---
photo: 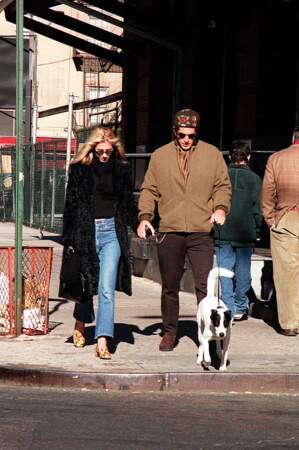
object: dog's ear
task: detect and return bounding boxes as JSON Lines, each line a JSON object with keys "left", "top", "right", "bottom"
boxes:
{"left": 210, "top": 309, "right": 218, "bottom": 320}
{"left": 224, "top": 310, "right": 232, "bottom": 325}
{"left": 210, "top": 309, "right": 220, "bottom": 327}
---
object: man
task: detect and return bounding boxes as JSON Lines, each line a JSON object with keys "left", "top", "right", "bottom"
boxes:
{"left": 262, "top": 128, "right": 299, "bottom": 336}
{"left": 137, "top": 108, "right": 231, "bottom": 351}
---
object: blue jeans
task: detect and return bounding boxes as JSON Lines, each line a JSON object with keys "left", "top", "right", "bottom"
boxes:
{"left": 73, "top": 217, "right": 121, "bottom": 339}
{"left": 215, "top": 244, "right": 253, "bottom": 315}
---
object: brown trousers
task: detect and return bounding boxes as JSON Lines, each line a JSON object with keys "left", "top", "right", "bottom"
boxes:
{"left": 270, "top": 211, "right": 299, "bottom": 329}
{"left": 157, "top": 232, "right": 214, "bottom": 334}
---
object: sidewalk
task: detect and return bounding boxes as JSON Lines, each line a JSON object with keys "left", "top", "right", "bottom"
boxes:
{"left": 0, "top": 223, "right": 299, "bottom": 393}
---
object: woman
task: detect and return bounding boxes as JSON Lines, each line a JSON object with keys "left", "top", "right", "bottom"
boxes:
{"left": 59, "top": 127, "right": 136, "bottom": 359}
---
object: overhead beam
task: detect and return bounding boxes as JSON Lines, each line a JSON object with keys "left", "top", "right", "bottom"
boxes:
{"left": 22, "top": 16, "right": 123, "bottom": 67}
{"left": 0, "top": 0, "right": 14, "bottom": 13}
{"left": 85, "top": 0, "right": 157, "bottom": 28}
{"left": 54, "top": 0, "right": 182, "bottom": 118}
{"left": 38, "top": 91, "right": 122, "bottom": 118}
{"left": 25, "top": 1, "right": 142, "bottom": 56}
{"left": 55, "top": 0, "right": 181, "bottom": 53}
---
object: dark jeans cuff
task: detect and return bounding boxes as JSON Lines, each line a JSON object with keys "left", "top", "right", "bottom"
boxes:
{"left": 73, "top": 300, "right": 95, "bottom": 324}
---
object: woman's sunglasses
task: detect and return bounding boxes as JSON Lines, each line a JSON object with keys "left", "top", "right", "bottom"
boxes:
{"left": 95, "top": 148, "right": 113, "bottom": 156}
{"left": 177, "top": 132, "right": 196, "bottom": 140}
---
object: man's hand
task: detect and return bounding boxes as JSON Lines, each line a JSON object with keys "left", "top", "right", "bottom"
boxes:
{"left": 137, "top": 220, "right": 155, "bottom": 239}
{"left": 210, "top": 209, "right": 226, "bottom": 225}
{"left": 66, "top": 245, "right": 75, "bottom": 255}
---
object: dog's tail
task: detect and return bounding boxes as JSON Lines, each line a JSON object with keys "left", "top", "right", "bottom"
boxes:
{"left": 207, "top": 267, "right": 234, "bottom": 297}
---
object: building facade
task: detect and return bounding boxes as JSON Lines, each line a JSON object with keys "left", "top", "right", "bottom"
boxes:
{"left": 0, "top": 4, "right": 122, "bottom": 144}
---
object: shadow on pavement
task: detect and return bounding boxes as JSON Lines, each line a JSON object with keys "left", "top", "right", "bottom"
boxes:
{"left": 250, "top": 299, "right": 281, "bottom": 334}
{"left": 136, "top": 315, "right": 195, "bottom": 320}
{"left": 177, "top": 320, "right": 199, "bottom": 347}
{"left": 142, "top": 319, "right": 199, "bottom": 348}
{"left": 49, "top": 298, "right": 68, "bottom": 316}
{"left": 248, "top": 260, "right": 283, "bottom": 335}
{"left": 48, "top": 321, "right": 63, "bottom": 332}
{"left": 110, "top": 323, "right": 145, "bottom": 353}
{"left": 65, "top": 323, "right": 145, "bottom": 350}
{"left": 63, "top": 320, "right": 200, "bottom": 352}
{"left": 65, "top": 325, "right": 96, "bottom": 346}
{"left": 199, "top": 341, "right": 231, "bottom": 371}
{"left": 36, "top": 235, "right": 64, "bottom": 245}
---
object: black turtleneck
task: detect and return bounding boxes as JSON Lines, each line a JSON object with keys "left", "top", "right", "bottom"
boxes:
{"left": 91, "top": 154, "right": 117, "bottom": 219}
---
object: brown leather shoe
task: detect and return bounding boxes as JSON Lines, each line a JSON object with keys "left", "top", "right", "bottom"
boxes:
{"left": 279, "top": 328, "right": 297, "bottom": 336}
{"left": 159, "top": 333, "right": 176, "bottom": 351}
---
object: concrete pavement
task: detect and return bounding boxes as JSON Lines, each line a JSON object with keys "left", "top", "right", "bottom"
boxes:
{"left": 0, "top": 222, "right": 299, "bottom": 392}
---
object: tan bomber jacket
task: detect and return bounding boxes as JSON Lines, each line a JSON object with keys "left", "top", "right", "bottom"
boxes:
{"left": 262, "top": 144, "right": 299, "bottom": 227}
{"left": 138, "top": 140, "right": 231, "bottom": 232}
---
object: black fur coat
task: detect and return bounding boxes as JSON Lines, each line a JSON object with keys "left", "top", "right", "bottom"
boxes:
{"left": 59, "top": 159, "right": 137, "bottom": 299}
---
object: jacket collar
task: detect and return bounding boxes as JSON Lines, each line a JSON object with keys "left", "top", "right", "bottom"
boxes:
{"left": 229, "top": 163, "right": 250, "bottom": 170}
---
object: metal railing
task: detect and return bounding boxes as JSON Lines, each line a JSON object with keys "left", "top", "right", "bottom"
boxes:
{"left": 0, "top": 141, "right": 152, "bottom": 234}
{"left": 0, "top": 142, "right": 273, "bottom": 235}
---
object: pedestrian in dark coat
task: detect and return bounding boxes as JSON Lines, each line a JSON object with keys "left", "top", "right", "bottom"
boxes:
{"left": 214, "top": 142, "right": 262, "bottom": 320}
{"left": 59, "top": 127, "right": 136, "bottom": 359}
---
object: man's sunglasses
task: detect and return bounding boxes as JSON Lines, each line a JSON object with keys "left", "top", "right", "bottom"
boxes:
{"left": 95, "top": 148, "right": 113, "bottom": 156}
{"left": 177, "top": 132, "right": 196, "bottom": 140}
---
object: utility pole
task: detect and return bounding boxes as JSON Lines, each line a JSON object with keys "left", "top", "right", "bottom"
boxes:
{"left": 15, "top": 0, "right": 24, "bottom": 336}
{"left": 65, "top": 92, "right": 74, "bottom": 186}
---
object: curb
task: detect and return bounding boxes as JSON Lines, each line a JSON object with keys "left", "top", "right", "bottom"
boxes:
{"left": 1, "top": 366, "right": 299, "bottom": 393}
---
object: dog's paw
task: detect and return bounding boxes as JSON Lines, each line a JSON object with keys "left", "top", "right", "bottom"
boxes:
{"left": 201, "top": 361, "right": 210, "bottom": 371}
{"left": 202, "top": 359, "right": 211, "bottom": 368}
{"left": 196, "top": 357, "right": 202, "bottom": 365}
{"left": 219, "top": 365, "right": 227, "bottom": 371}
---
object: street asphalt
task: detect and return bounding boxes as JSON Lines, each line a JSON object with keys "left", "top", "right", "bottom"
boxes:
{"left": 1, "top": 386, "right": 299, "bottom": 450}
{"left": 0, "top": 222, "right": 299, "bottom": 393}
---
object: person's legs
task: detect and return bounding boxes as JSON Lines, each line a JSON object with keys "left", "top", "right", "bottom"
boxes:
{"left": 72, "top": 320, "right": 86, "bottom": 347}
{"left": 234, "top": 247, "right": 253, "bottom": 315}
{"left": 270, "top": 212, "right": 299, "bottom": 332}
{"left": 215, "top": 244, "right": 236, "bottom": 314}
{"left": 94, "top": 218, "right": 121, "bottom": 347}
{"left": 73, "top": 287, "right": 95, "bottom": 348}
{"left": 73, "top": 301, "right": 95, "bottom": 325}
{"left": 157, "top": 233, "right": 186, "bottom": 337}
{"left": 187, "top": 233, "right": 214, "bottom": 304}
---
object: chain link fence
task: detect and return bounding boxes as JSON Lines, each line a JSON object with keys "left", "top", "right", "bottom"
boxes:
{"left": 0, "top": 146, "right": 14, "bottom": 223}
{"left": 0, "top": 141, "right": 70, "bottom": 233}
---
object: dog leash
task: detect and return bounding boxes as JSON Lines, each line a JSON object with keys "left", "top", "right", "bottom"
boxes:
{"left": 215, "top": 223, "right": 221, "bottom": 308}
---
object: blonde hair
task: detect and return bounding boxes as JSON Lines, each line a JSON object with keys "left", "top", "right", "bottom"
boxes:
{"left": 71, "top": 127, "right": 126, "bottom": 166}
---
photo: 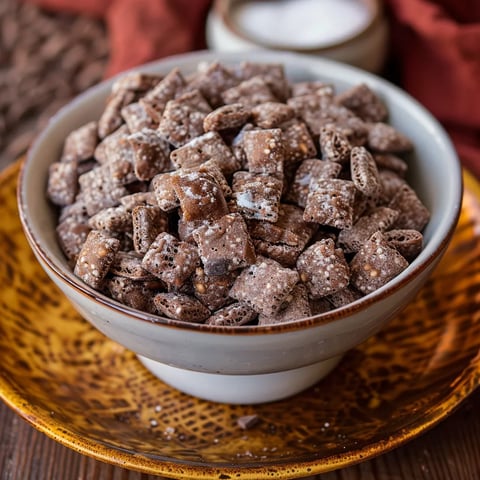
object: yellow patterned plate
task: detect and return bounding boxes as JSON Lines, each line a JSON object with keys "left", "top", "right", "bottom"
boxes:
{"left": 1, "top": 160, "right": 480, "bottom": 479}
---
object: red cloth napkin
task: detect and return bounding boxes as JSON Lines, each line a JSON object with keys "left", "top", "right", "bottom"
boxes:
{"left": 386, "top": 0, "right": 480, "bottom": 178}
{"left": 25, "top": 0, "right": 480, "bottom": 177}
{"left": 24, "top": 0, "right": 212, "bottom": 77}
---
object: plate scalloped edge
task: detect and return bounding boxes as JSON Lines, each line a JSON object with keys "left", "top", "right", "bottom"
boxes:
{"left": 0, "top": 160, "right": 479, "bottom": 479}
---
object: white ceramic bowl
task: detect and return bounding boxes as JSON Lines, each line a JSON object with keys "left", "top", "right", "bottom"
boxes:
{"left": 18, "top": 50, "right": 462, "bottom": 404}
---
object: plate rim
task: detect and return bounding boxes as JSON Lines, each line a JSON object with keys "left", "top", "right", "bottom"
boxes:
{"left": 1, "top": 159, "right": 480, "bottom": 478}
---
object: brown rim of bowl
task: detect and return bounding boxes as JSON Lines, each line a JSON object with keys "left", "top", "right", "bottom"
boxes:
{"left": 17, "top": 152, "right": 461, "bottom": 336}
{"left": 215, "top": 0, "right": 382, "bottom": 53}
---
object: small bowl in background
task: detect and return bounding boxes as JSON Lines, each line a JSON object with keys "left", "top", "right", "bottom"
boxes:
{"left": 206, "top": 0, "right": 389, "bottom": 73}
{"left": 18, "top": 50, "right": 462, "bottom": 404}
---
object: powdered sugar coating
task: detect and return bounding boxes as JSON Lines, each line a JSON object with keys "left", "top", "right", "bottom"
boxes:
{"left": 350, "top": 231, "right": 409, "bottom": 293}
{"left": 229, "top": 256, "right": 299, "bottom": 316}
{"left": 74, "top": 230, "right": 120, "bottom": 289}
{"left": 304, "top": 179, "right": 356, "bottom": 229}
{"left": 297, "top": 239, "right": 350, "bottom": 298}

━━━━━━━━━━

WORK ITEM
How many of the lines above contain the string "woman"? Give the count alone.

ANSWER TO THIS PROBLEM
2